--- Start Dataset content ---

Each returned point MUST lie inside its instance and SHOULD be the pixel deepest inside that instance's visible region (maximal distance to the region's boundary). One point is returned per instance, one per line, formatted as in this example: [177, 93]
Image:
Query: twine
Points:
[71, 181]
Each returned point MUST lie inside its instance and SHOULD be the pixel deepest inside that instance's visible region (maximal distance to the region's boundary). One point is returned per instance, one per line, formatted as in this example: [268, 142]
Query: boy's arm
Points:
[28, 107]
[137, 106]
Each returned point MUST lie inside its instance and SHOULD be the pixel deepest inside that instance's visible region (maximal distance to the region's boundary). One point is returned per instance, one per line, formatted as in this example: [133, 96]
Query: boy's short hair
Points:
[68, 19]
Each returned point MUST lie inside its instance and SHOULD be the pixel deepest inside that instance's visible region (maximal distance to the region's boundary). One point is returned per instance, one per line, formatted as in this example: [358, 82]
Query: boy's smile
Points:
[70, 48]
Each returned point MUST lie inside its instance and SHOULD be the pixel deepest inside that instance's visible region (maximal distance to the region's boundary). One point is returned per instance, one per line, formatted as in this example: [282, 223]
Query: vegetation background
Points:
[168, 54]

--- End Dataset content ---

▶ _Instruction_
Copy out everything from the line containing "example: [268, 142]" down through the end of the items, changing "boy's" to "child's" and keeping all else the same.

▶ _Task output_
Each returned point MUST lie inside its instance and SHOULD be the pixel deepest inside that instance's visible region (maximal distance to the region's boundary). One point is returned per instance, one per line, formatted as in this example: [268, 142]
Query: child's arm
Points:
[28, 107]
[137, 106]
Each returned point MUST lie inside its instance and SHOULD be the pixel deepest inside that instance's visible region (maximal distance to the region's boundary). One point is returned per instance, one per line, formatted as in this example: [133, 96]
Query: child's short hair
Points:
[68, 19]
Each returned point MUST lie inside its instance and SHOULD be the pixel deepest inside that instance's visible region (maximal distance to the region's boundary). One point is returned per instance, one per line, formatted as in this example: [358, 82]
Query: child's smile
Points:
[70, 48]
Each returned point MUST lie inside its instance and SHOULD be the pixel deepest inside that instance's visible region (maximal distance to the region's boundary). One point is returned per instance, one per line, formatted as in this example: [282, 223]
Query: vegetation background
Points:
[168, 54]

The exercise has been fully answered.